*WHAT NEEDS TO BE DONE*. Find every line in the records below that contains "then", and copy it.

*DATA TO PROCESS*.
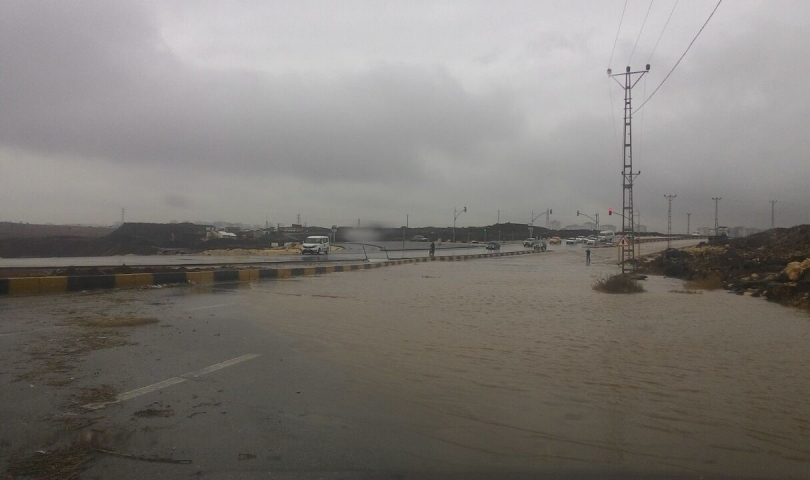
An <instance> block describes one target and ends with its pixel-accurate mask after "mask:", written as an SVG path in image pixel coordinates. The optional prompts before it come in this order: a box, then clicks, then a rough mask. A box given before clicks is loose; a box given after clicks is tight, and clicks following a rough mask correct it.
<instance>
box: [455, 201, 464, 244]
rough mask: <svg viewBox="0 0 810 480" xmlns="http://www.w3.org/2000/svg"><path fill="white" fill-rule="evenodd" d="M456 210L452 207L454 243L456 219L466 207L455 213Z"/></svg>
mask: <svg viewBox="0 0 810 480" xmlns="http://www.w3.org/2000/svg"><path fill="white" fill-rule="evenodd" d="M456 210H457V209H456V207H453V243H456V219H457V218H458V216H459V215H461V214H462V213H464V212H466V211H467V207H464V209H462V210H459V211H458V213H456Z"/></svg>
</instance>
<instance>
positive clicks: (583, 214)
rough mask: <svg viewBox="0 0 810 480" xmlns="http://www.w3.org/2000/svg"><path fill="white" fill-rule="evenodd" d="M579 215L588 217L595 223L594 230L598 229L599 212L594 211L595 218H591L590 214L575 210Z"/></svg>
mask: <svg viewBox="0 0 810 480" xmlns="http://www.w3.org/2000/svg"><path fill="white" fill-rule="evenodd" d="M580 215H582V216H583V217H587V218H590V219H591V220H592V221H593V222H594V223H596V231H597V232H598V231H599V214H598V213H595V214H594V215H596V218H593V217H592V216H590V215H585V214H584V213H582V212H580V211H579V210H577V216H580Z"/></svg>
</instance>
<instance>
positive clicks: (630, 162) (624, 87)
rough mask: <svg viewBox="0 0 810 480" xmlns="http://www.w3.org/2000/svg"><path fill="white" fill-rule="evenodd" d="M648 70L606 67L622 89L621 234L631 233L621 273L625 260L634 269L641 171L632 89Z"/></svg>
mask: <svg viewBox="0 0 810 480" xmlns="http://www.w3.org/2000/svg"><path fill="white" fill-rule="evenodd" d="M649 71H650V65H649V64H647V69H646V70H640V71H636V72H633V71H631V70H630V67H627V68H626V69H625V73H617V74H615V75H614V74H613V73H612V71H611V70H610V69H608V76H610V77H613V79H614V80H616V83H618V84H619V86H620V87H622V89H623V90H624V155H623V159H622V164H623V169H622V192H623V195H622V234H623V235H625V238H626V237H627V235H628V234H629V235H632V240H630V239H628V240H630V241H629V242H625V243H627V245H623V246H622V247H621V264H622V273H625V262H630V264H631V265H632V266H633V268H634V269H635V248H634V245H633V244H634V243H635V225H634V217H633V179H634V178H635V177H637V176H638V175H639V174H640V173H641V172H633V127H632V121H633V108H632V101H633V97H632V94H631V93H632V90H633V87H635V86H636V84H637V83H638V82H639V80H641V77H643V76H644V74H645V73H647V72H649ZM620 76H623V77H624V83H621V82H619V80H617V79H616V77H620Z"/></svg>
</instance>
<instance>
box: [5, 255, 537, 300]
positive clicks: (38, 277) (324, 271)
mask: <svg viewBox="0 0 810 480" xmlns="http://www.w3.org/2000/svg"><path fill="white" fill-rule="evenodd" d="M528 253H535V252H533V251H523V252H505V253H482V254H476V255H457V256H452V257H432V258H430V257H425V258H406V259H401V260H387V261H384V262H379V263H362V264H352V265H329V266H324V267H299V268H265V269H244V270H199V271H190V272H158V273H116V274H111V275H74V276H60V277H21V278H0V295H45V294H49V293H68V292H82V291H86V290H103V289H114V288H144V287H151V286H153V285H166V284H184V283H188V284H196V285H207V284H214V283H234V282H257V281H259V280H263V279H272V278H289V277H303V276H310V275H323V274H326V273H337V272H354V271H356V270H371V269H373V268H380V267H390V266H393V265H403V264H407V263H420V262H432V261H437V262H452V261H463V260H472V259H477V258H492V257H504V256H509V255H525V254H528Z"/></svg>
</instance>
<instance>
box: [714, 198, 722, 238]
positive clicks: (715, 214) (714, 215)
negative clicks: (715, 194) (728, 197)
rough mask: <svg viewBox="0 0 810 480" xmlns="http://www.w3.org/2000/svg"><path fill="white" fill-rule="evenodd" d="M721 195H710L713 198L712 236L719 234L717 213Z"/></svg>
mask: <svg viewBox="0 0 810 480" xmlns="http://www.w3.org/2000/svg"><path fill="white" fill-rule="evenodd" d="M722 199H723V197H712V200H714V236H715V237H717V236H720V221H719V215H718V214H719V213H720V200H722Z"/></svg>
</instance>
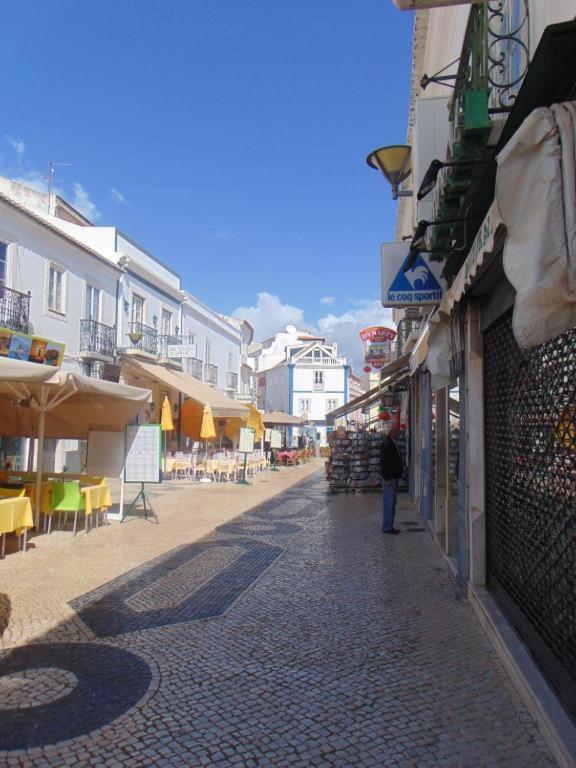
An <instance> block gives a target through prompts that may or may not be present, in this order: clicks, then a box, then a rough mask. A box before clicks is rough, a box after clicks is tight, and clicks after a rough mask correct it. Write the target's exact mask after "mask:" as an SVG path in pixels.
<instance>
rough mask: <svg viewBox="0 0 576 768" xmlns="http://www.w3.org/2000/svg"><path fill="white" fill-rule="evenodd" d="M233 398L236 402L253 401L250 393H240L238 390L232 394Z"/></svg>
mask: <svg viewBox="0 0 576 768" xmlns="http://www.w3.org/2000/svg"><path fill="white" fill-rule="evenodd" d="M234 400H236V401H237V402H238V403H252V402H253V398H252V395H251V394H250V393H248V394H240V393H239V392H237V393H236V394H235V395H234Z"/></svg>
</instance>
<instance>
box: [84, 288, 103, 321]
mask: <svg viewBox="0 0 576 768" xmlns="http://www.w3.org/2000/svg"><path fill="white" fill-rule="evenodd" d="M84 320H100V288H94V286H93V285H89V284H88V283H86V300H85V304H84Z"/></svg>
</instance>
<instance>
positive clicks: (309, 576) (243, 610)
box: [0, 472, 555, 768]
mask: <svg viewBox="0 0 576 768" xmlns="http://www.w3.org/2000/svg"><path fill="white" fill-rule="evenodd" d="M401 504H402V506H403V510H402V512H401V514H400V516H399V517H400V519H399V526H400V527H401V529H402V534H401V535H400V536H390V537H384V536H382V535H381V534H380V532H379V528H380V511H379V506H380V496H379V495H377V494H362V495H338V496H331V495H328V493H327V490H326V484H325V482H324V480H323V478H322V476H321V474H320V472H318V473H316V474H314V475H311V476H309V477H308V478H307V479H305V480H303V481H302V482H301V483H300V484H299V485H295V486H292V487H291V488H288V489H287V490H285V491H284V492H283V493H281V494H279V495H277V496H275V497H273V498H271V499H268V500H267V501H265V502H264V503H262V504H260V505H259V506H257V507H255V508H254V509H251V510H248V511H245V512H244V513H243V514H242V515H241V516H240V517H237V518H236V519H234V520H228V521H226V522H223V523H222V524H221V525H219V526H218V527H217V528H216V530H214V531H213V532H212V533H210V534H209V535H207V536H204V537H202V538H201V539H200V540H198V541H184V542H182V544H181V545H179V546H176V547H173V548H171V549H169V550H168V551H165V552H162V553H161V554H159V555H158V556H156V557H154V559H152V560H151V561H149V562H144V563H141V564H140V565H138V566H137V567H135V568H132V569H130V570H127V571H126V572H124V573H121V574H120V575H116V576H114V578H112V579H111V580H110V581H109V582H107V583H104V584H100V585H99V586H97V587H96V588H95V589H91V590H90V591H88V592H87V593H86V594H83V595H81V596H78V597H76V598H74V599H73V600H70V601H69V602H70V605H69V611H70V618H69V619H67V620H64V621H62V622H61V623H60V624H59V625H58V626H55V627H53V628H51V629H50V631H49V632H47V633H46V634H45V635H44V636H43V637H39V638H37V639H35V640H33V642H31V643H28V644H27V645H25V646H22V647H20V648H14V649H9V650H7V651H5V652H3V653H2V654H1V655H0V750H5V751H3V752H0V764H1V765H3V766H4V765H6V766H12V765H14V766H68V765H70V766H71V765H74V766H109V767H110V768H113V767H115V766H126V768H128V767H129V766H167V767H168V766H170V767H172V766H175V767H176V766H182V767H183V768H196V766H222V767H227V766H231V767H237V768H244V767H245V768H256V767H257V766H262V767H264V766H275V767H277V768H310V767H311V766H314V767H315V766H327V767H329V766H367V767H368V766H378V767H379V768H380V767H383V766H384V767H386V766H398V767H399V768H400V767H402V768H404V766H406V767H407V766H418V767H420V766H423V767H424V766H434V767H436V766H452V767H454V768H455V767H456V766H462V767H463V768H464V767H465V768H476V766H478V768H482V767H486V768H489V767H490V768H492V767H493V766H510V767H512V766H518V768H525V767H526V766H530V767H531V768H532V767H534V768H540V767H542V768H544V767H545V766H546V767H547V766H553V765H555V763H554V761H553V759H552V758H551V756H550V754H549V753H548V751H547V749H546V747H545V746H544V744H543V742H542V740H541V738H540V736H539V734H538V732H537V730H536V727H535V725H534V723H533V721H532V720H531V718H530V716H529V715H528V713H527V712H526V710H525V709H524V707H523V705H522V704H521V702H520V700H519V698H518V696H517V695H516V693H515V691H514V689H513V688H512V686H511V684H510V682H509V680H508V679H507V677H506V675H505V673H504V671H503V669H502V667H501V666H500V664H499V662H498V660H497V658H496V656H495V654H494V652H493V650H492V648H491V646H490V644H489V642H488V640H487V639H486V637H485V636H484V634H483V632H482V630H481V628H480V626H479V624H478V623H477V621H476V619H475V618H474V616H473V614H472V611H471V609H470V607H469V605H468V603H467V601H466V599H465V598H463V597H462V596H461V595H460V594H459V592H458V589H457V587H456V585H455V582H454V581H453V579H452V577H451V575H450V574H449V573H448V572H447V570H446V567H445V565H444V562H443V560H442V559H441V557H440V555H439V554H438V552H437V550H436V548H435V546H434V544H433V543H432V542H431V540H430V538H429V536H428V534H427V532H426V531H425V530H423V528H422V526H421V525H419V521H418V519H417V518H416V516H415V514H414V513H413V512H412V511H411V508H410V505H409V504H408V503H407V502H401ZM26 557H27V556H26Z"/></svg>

*SOLUTION*.
An <instance> block describes one target and ends with its pixel-accurate mask after "mask:", written as an SVG path in image pixel coordinates. The optional prompts before it come in this order: a box, then clicks, then a rough mask. A box given before clicks is loose; a box given after clicks is tight, and clicks following a rough mask correct it.
An <instance> block gives a target through prompts that may or may not be present, in this order: clicks, then a box, then a rough mask. A box before clicks is rough, a box after clicks is tight, and clicks after a rough mask correct it. Write the target's exact mask after "mask:" as an SVG path in pixels.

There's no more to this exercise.